### Given problem
Write out, please, the line containing "# test: pointer drops one pin on the blue striped" together with all lines after it, up to and including the last one, with no other output.

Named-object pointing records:
-=-=-=-=-
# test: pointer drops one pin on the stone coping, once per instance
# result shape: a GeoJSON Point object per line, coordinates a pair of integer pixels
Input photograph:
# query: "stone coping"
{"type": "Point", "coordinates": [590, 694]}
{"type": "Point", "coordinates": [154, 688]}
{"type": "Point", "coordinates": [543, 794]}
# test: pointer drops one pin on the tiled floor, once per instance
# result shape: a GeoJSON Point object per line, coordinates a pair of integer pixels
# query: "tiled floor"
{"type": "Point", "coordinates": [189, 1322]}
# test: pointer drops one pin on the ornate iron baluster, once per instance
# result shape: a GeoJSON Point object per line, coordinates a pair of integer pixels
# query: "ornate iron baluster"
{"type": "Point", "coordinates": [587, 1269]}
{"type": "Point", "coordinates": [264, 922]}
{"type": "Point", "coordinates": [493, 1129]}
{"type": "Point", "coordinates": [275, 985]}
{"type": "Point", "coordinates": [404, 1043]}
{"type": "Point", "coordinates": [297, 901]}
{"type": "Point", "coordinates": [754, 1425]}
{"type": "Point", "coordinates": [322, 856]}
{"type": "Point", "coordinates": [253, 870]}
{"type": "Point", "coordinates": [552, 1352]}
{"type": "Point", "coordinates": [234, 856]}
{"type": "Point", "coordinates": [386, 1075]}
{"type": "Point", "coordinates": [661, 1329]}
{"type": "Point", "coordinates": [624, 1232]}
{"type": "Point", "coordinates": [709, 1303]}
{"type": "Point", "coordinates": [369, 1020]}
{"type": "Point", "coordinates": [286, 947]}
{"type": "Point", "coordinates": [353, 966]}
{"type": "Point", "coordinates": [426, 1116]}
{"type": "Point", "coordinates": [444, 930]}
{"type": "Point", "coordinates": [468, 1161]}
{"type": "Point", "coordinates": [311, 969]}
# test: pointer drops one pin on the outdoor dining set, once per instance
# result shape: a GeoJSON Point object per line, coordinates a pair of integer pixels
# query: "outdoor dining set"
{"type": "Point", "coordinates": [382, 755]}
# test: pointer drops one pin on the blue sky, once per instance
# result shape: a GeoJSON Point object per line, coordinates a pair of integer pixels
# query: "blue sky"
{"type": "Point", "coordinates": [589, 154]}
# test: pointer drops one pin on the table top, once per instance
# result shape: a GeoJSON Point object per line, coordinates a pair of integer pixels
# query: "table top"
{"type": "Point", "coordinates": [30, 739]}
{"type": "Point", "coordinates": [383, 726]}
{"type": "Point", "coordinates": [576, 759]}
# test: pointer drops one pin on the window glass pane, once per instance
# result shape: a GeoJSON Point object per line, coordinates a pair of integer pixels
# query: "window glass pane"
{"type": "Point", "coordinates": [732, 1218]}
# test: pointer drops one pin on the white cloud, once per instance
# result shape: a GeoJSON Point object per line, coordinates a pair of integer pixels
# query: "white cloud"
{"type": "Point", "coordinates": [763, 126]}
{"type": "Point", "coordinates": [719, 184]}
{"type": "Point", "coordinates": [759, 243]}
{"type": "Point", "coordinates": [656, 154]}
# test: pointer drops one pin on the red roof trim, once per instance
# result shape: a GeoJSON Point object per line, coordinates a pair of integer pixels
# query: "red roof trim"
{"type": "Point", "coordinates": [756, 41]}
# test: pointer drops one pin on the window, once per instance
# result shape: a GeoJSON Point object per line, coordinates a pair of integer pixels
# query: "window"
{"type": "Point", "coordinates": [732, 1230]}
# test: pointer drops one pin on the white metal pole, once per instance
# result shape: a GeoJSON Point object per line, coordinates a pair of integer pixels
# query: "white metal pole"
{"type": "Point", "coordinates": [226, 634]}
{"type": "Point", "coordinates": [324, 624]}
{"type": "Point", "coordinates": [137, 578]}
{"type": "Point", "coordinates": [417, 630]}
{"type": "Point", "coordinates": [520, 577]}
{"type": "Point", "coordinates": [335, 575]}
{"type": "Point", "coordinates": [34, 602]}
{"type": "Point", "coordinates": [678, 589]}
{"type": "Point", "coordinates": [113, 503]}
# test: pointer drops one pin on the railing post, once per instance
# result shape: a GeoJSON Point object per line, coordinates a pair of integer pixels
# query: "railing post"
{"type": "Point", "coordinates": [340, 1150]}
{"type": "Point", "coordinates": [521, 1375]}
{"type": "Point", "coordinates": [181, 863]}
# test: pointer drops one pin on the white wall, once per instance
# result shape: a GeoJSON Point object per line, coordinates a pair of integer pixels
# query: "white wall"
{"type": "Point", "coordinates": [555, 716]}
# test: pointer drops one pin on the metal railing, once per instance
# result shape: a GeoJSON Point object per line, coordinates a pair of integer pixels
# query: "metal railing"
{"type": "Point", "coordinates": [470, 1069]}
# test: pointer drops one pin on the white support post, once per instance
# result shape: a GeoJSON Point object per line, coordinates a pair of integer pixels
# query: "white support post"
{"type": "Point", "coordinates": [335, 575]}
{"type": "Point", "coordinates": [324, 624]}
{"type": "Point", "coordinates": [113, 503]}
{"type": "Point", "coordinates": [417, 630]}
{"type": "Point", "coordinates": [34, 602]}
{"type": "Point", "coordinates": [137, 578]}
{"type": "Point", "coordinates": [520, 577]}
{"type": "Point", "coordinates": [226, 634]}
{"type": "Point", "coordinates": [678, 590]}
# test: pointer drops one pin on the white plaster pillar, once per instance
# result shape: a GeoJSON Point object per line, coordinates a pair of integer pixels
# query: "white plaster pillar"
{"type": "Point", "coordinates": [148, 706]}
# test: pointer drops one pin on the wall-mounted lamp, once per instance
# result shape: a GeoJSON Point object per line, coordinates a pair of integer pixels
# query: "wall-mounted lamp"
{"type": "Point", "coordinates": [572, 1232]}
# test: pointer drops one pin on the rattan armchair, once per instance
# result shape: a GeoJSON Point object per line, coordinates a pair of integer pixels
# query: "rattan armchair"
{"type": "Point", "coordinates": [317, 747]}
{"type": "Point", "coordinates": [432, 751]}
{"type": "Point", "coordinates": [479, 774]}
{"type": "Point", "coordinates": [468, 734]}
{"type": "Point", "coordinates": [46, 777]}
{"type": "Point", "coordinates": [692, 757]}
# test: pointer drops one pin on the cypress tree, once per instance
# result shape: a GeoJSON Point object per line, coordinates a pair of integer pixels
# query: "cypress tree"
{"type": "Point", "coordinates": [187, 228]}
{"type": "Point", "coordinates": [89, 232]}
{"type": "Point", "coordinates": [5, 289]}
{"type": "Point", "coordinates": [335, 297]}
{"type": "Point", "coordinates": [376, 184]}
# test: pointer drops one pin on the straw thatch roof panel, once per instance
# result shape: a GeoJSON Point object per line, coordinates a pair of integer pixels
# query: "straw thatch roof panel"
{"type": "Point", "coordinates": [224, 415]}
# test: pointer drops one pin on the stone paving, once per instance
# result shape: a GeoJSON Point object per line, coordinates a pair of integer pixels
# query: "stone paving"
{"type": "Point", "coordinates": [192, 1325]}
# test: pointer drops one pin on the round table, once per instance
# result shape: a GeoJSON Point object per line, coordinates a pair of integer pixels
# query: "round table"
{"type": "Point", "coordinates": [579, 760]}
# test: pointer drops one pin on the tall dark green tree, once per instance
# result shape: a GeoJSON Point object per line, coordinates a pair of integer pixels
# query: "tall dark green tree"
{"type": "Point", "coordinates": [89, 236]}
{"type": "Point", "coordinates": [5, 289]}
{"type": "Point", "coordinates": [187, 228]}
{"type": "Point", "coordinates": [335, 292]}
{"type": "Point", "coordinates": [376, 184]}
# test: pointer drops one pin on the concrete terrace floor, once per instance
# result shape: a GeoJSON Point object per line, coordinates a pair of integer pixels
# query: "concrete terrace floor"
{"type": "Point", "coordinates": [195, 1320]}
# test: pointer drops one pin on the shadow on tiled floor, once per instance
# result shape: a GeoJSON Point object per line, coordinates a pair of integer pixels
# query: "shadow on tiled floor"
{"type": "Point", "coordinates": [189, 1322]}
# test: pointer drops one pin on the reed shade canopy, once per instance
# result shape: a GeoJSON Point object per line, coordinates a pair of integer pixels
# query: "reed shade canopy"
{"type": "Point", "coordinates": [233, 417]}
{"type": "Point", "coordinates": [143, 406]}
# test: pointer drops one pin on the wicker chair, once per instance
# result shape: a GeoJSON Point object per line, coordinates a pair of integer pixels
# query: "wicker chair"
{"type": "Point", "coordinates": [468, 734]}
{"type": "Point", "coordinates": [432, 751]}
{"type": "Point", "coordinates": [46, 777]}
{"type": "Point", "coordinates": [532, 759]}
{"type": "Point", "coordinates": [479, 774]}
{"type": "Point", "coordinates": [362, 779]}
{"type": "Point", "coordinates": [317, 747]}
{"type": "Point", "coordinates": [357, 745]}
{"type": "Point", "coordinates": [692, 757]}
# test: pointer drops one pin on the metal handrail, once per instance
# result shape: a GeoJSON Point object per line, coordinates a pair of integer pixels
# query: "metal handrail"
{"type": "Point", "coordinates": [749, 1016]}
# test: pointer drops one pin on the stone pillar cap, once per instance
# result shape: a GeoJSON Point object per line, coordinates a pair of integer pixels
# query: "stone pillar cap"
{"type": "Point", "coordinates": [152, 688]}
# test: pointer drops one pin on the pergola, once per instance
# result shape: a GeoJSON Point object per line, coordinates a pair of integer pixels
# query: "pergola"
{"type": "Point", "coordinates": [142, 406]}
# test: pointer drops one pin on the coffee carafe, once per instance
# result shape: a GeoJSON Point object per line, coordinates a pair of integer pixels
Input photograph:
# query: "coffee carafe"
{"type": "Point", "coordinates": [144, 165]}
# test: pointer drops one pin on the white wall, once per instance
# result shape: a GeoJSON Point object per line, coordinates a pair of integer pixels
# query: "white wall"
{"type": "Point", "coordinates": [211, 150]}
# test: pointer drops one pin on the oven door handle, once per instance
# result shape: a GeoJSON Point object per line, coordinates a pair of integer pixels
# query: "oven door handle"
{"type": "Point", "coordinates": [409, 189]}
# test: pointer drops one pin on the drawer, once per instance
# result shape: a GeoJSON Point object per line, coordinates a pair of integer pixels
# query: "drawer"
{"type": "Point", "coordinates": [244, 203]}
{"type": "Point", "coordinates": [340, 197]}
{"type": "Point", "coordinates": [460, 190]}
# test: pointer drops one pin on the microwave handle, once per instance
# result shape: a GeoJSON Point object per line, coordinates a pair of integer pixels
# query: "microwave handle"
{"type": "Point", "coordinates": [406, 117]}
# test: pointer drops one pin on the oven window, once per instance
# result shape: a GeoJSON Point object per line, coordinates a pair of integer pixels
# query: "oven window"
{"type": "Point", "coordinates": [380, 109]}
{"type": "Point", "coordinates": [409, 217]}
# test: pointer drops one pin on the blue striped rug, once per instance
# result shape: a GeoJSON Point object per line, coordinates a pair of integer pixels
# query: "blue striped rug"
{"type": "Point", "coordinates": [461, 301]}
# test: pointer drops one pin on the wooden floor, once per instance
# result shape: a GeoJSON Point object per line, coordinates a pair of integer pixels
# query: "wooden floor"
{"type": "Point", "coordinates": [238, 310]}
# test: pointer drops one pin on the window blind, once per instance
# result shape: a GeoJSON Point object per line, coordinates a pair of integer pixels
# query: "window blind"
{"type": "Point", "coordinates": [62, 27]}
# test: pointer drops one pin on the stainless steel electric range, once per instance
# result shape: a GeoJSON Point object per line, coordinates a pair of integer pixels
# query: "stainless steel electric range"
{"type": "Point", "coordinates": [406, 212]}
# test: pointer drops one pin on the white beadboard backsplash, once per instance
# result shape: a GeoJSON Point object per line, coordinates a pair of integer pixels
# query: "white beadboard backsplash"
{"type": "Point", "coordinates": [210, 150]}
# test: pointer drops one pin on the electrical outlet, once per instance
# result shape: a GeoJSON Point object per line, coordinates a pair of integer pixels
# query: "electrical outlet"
-=-=-=-=-
### Final result
# test: pointer drops one pin on the blue striped rug, once per instance
# result shape: a GeoJSON Point object per line, coordinates a pair of integer pixels
# query: "blue striped rug"
{"type": "Point", "coordinates": [461, 301]}
# test: pointer drops one pin on the wooden floor, once per instance
# result shape: a GeoJSON Point object per line, coordinates a pair of integer pixels
# query: "wooden floor"
{"type": "Point", "coordinates": [238, 310]}
# test: pointer drops one pin on the window blind, once per instance
# result shape: a GeoJSON Point object per line, coordinates a pair of integer pixels
# query: "window blind"
{"type": "Point", "coordinates": [62, 27]}
# test: pointer drops one pin on the stainless steel electric range, once per instance
# result shape: a GeoJSON Point object per line, coordinates a pair of integer pixels
# query: "stainless steel electric range"
{"type": "Point", "coordinates": [406, 212]}
# test: pointer drops one pin on the white beadboard backsplash, once per instance
# result shape: a GeoJSON Point object per line, coordinates a pair of integer pixels
# query: "white beadboard backsplash"
{"type": "Point", "coordinates": [210, 150]}
# test: pointer drops one pin on the electrical outlet, once per instance
# result shape: a GeoJSON Point object per line, coordinates a pair of integer pixels
# query: "electrical outlet"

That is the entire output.